Referring expression data
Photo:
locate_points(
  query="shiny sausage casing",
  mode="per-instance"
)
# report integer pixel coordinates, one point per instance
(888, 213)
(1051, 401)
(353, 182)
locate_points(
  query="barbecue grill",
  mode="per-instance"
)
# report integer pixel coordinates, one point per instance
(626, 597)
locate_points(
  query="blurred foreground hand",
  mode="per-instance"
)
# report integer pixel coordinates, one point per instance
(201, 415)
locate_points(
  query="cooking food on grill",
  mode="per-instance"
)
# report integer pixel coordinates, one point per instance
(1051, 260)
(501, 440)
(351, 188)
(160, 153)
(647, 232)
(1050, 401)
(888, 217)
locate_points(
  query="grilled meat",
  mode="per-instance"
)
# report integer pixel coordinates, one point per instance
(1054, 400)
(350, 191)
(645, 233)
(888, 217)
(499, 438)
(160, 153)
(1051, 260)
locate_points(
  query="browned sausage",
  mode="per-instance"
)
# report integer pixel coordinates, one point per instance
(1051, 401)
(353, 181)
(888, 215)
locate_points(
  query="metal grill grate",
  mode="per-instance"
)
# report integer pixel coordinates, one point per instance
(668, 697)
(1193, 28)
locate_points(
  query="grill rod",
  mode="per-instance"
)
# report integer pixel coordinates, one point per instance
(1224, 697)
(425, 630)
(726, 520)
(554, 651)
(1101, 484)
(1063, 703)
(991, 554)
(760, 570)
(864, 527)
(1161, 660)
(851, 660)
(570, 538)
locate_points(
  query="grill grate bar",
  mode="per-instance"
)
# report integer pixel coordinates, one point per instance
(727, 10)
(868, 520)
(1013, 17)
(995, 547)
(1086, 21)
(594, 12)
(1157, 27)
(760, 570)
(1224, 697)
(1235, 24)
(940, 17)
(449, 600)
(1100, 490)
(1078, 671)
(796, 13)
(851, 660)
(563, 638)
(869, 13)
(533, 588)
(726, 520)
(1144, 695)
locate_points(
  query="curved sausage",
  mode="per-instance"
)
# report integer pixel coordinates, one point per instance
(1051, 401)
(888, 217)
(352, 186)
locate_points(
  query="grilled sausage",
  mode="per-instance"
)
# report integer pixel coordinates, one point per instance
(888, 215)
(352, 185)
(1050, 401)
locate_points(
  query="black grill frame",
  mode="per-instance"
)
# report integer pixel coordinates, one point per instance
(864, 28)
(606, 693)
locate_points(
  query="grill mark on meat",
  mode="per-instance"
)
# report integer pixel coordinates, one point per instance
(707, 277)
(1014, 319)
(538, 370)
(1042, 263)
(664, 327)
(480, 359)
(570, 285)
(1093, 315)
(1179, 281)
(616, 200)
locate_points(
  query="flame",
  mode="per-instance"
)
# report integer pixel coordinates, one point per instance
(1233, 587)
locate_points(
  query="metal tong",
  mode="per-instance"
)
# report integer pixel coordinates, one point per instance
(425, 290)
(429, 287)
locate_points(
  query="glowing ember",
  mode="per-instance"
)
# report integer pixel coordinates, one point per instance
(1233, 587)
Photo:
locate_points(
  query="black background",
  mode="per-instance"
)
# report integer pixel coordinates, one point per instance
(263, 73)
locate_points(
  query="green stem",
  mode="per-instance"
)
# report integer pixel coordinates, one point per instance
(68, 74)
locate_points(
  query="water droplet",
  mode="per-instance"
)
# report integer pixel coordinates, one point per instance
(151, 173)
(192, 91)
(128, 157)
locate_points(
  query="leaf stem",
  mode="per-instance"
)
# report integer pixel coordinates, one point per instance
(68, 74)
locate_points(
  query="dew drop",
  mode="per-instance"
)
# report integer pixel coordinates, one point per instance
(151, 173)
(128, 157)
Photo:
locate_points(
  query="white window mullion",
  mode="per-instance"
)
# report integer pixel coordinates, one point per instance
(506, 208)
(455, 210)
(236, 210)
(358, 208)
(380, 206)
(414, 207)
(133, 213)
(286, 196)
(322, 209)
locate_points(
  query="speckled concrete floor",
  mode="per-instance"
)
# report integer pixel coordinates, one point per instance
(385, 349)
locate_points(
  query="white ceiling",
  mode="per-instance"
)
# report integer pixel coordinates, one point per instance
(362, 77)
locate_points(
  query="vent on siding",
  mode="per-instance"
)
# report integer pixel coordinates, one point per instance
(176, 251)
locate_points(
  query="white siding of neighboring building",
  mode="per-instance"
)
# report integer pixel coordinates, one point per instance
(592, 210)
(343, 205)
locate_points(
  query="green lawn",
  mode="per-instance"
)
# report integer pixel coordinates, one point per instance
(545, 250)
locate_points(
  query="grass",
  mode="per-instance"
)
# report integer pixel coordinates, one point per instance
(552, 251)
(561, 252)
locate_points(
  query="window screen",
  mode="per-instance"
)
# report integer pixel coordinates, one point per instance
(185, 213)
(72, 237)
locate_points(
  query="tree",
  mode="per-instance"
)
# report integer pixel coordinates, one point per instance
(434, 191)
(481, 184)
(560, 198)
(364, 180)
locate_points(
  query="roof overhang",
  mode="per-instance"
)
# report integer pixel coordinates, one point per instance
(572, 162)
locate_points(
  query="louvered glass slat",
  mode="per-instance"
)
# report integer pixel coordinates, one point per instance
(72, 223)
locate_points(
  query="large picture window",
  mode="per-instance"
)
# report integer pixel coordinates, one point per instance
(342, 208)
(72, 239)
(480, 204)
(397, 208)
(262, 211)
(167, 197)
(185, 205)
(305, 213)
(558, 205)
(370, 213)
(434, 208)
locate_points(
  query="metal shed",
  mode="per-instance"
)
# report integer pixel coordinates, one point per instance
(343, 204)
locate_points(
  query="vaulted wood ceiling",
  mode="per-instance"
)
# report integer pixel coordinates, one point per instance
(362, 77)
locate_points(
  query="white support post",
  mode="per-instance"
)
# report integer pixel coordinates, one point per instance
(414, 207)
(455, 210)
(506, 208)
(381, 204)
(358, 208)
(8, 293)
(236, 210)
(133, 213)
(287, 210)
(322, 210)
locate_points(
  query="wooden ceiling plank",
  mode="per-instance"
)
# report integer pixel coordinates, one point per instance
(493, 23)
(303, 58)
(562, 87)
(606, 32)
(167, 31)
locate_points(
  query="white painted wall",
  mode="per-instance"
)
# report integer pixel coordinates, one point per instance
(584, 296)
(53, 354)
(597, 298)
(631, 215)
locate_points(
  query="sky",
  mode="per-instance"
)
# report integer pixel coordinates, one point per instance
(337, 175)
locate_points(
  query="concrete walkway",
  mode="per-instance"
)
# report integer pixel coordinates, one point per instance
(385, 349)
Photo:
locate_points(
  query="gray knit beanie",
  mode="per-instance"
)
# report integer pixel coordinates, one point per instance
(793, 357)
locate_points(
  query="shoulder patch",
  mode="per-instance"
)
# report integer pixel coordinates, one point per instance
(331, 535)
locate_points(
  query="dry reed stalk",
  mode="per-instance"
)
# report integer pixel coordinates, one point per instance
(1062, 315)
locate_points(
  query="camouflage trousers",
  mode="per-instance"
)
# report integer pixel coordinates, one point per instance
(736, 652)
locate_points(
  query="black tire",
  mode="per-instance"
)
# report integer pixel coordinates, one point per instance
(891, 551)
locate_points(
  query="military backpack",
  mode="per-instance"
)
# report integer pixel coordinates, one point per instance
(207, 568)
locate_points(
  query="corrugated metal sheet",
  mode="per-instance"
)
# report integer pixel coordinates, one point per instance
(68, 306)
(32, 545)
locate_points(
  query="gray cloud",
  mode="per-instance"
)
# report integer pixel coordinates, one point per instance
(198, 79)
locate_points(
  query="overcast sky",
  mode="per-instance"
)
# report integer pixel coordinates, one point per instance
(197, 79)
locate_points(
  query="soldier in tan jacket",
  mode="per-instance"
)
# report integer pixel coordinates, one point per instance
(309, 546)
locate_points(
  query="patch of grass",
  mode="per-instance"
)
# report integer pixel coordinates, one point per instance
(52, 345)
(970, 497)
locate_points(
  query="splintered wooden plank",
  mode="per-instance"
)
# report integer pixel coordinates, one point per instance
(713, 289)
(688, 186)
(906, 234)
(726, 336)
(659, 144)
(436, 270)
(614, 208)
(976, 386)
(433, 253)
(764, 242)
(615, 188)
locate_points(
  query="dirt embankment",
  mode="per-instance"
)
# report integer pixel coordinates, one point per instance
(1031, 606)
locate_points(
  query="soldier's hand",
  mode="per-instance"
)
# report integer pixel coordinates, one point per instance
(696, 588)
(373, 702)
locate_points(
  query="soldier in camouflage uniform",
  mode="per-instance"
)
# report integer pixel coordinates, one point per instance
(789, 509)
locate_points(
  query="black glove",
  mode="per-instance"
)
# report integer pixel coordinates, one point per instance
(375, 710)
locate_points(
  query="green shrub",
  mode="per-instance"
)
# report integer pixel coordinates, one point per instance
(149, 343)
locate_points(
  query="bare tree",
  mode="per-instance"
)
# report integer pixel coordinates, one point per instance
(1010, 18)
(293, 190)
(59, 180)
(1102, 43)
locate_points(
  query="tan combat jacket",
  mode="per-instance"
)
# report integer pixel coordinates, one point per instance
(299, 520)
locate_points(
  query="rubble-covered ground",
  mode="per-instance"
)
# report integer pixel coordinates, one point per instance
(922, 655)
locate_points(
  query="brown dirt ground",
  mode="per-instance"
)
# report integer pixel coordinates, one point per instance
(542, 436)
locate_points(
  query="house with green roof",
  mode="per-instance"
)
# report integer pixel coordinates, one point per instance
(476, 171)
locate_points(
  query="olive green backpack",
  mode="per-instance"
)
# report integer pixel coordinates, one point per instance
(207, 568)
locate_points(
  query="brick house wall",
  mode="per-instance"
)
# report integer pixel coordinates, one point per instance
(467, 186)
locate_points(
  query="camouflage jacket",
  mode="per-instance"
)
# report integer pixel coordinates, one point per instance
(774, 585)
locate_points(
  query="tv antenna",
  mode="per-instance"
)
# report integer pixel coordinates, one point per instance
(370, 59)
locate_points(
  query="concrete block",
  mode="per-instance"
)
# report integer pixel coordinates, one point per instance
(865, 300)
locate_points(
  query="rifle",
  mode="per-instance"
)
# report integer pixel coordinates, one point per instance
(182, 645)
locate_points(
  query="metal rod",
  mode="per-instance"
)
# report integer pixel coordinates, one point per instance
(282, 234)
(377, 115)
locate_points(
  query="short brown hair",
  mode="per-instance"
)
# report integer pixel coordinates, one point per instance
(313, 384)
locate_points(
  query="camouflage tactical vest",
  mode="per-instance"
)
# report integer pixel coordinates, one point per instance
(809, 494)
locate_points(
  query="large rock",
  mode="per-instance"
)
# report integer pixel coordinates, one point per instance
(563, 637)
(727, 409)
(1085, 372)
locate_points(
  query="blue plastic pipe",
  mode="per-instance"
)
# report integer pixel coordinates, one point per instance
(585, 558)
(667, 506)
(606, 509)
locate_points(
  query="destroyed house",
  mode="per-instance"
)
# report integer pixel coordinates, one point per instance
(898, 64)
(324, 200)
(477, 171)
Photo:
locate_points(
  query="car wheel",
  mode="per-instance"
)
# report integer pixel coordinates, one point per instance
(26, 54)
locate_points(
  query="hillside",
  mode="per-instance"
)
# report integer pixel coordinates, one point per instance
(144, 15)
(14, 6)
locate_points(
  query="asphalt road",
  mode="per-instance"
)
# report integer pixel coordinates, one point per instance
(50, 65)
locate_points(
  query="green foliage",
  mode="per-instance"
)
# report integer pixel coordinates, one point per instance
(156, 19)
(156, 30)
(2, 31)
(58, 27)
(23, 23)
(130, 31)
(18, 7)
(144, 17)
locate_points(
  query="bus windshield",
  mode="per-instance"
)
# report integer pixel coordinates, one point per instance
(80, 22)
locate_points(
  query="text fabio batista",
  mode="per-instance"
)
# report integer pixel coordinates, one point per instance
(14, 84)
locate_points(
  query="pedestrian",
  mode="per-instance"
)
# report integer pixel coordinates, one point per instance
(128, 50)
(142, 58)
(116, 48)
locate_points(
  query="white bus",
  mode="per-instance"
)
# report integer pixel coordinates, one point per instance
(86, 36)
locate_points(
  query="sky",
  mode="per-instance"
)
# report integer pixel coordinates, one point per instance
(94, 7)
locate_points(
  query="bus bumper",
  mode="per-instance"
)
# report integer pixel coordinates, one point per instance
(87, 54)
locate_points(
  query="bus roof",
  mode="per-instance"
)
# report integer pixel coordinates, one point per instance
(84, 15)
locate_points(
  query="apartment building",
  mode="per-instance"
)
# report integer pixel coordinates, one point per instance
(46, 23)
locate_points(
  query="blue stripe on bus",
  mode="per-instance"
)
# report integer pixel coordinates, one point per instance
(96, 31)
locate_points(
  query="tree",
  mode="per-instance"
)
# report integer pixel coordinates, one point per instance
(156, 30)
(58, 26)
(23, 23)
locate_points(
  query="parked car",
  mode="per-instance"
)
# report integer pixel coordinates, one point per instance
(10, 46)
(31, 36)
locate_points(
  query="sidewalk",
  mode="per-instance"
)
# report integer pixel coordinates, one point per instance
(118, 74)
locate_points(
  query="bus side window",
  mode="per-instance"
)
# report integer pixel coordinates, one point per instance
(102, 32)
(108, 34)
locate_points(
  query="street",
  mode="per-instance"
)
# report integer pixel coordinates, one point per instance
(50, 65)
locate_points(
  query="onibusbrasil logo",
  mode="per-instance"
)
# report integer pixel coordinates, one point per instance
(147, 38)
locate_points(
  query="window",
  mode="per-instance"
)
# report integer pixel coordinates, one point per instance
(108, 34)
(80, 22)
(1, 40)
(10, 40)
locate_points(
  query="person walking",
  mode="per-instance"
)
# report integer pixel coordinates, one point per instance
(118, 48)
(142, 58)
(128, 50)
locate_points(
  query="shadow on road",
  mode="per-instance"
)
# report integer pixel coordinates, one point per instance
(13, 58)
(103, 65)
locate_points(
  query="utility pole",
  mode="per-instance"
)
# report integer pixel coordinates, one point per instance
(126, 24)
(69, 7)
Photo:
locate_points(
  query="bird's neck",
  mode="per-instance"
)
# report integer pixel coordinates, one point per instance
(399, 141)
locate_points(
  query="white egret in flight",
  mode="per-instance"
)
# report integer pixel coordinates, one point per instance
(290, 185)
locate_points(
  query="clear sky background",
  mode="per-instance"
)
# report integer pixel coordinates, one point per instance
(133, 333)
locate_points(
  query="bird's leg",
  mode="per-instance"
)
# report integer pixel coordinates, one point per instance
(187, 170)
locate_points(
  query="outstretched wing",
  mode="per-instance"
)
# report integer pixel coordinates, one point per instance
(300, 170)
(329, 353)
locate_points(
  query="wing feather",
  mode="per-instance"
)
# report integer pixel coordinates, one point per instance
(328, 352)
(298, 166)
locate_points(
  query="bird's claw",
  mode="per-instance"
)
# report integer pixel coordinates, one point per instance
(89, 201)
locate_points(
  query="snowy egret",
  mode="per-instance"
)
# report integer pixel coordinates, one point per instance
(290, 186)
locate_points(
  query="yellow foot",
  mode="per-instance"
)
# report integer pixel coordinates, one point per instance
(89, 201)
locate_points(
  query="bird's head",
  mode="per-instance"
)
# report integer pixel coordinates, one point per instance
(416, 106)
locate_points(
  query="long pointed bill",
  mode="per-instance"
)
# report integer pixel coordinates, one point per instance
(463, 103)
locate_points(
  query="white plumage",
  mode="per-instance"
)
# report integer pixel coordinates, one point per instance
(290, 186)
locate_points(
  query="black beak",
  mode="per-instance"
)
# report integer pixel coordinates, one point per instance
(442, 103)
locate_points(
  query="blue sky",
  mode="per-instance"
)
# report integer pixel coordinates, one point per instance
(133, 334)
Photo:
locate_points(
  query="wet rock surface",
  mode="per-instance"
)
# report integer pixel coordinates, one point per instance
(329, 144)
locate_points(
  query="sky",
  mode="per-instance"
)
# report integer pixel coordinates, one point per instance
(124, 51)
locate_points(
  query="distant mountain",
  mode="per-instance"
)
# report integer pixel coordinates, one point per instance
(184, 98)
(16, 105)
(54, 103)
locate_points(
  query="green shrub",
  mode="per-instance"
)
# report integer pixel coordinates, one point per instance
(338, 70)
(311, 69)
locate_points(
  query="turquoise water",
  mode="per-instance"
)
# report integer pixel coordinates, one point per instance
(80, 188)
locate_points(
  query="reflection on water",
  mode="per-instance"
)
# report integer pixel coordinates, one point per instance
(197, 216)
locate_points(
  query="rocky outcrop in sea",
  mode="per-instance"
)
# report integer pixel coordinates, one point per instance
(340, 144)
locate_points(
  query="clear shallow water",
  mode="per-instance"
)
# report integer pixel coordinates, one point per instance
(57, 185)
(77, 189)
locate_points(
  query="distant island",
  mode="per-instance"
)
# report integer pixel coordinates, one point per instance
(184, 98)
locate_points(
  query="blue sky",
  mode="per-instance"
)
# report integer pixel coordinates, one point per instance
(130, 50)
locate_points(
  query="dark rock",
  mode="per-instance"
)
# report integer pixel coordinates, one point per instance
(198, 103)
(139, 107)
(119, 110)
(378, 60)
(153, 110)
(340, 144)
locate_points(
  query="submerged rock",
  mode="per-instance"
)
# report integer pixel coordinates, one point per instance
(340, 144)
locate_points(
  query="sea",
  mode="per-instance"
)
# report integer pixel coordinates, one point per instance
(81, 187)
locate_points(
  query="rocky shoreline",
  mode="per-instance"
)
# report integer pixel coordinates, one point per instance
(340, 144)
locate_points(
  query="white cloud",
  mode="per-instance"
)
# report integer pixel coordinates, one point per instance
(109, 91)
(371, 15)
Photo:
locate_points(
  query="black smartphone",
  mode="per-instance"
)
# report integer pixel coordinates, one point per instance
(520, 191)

→ **Assigned task**: Which of the lines above include the word "meat"? Copy each of them.

→ **Written solution**:
  query="grilled meat",
  query="grill mark on meat",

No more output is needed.